[Point-based annotation data]
----------------------------------------
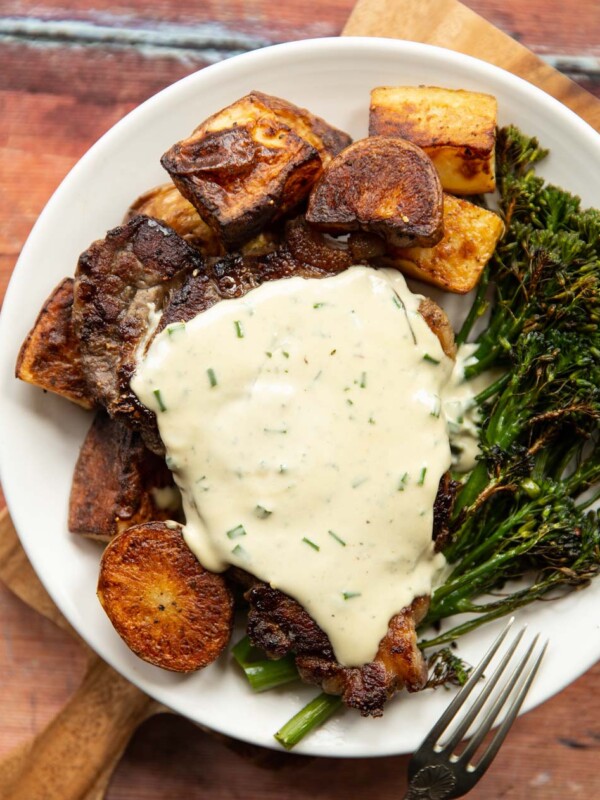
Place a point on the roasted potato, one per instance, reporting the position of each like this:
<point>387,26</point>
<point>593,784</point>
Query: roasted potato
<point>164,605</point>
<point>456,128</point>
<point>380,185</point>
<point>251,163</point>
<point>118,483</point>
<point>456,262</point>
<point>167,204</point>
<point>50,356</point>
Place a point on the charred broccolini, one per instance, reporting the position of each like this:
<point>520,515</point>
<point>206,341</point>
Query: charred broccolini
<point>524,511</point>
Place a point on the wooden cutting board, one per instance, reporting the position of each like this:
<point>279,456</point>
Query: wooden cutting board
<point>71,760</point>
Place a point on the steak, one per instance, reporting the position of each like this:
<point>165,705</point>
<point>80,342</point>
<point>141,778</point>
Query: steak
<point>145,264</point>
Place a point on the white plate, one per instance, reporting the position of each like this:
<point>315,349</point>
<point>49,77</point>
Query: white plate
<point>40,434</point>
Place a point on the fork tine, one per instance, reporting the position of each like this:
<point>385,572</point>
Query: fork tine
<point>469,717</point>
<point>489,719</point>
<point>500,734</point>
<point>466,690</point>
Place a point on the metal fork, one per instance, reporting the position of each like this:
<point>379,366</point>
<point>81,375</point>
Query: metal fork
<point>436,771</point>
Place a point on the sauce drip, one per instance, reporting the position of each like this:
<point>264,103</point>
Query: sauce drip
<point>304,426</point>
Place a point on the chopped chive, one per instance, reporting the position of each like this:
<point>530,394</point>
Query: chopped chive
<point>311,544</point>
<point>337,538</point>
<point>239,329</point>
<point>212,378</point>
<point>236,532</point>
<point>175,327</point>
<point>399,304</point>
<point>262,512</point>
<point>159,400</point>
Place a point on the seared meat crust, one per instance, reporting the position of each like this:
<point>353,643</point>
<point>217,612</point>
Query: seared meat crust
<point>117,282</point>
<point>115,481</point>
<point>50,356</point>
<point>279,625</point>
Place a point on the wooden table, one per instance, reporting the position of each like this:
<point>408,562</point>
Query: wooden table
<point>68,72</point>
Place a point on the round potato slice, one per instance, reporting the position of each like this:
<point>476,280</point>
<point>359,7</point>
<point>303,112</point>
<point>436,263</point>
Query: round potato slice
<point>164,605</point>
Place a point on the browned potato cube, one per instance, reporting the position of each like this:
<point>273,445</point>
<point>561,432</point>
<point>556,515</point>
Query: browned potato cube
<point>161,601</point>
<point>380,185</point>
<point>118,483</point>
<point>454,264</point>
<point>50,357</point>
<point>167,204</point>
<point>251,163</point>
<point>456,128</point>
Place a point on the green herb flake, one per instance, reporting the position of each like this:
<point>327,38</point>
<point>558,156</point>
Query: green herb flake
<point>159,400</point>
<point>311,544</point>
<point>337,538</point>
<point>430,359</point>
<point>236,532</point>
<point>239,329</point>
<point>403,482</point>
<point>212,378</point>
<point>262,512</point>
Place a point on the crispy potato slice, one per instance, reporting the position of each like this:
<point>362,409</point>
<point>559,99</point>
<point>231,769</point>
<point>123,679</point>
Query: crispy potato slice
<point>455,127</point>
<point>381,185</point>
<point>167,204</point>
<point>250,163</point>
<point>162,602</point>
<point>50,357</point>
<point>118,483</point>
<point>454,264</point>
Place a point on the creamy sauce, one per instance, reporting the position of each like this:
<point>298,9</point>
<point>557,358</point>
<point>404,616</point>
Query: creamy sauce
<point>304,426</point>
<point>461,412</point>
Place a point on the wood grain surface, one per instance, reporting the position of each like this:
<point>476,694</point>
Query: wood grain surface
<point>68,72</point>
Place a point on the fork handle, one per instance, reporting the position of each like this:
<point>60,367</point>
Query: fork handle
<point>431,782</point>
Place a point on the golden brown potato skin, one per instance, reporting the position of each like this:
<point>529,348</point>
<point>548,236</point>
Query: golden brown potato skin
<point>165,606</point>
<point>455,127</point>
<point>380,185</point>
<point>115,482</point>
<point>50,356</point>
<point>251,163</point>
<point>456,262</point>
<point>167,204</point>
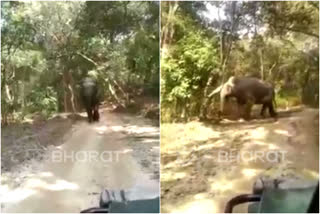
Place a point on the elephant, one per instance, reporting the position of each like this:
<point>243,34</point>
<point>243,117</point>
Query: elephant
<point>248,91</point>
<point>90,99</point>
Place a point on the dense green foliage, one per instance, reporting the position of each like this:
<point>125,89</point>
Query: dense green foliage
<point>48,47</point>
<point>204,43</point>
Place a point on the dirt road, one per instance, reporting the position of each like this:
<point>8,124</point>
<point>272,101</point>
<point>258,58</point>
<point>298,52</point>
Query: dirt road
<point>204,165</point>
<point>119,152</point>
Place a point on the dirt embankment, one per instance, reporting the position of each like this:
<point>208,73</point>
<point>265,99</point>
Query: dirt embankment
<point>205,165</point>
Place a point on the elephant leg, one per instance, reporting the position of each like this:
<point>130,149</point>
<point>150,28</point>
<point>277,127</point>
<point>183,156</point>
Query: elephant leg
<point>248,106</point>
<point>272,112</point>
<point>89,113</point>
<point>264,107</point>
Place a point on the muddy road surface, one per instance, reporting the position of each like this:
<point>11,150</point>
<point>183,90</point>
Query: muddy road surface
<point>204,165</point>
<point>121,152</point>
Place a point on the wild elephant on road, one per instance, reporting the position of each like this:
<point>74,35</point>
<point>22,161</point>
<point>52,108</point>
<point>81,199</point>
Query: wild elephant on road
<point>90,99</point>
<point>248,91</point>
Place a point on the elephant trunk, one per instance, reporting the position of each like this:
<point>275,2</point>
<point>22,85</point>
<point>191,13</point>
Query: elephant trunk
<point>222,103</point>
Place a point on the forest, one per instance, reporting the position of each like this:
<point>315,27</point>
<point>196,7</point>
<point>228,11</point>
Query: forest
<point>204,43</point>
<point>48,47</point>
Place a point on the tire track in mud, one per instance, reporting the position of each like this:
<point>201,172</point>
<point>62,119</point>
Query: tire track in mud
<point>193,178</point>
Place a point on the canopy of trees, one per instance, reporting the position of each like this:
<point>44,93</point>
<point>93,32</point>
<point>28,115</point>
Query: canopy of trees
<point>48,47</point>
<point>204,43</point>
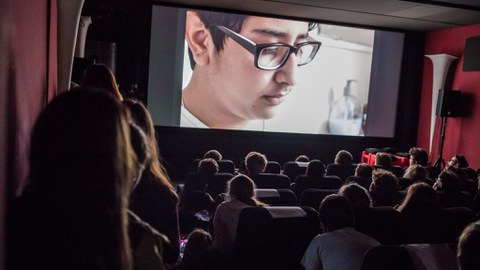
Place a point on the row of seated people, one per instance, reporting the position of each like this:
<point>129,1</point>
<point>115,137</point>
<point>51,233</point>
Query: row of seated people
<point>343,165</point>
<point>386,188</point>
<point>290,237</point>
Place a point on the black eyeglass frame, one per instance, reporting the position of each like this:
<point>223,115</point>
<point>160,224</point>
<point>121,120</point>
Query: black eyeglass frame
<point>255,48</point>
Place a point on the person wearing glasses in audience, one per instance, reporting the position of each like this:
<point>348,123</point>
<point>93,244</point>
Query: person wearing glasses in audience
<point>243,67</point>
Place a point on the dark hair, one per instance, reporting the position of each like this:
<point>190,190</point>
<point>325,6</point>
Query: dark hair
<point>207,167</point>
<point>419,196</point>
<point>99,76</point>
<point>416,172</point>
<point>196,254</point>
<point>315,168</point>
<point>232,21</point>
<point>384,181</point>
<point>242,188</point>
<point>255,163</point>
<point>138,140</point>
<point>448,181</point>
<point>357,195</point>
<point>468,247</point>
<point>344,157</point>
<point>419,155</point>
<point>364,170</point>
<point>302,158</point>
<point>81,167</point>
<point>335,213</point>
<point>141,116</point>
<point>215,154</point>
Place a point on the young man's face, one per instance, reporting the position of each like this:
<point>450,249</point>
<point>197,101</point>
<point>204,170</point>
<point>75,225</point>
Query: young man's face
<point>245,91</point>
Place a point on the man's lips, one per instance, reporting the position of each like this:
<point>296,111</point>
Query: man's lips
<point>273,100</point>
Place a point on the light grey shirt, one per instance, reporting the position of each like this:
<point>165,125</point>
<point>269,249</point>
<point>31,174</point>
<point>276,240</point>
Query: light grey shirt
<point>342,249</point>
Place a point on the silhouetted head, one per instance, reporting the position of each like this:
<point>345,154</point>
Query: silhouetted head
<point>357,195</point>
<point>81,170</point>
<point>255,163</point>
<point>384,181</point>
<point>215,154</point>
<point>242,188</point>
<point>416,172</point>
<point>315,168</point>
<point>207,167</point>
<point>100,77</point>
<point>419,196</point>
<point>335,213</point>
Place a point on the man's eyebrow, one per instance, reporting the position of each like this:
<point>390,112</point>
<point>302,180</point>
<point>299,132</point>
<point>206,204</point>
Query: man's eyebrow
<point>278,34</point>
----------------------------------------
» **Task goal**
Repeat the material above word for word, from the line with "Place a point on the charred" to the line with "<point>524,511</point>".

» **Answer to this exercise**
Place a point on the charred broccolini, one per instance, reporting the position of each like this:
<point>520,515</point>
<point>206,341</point>
Query: charred broccolini
<point>524,511</point>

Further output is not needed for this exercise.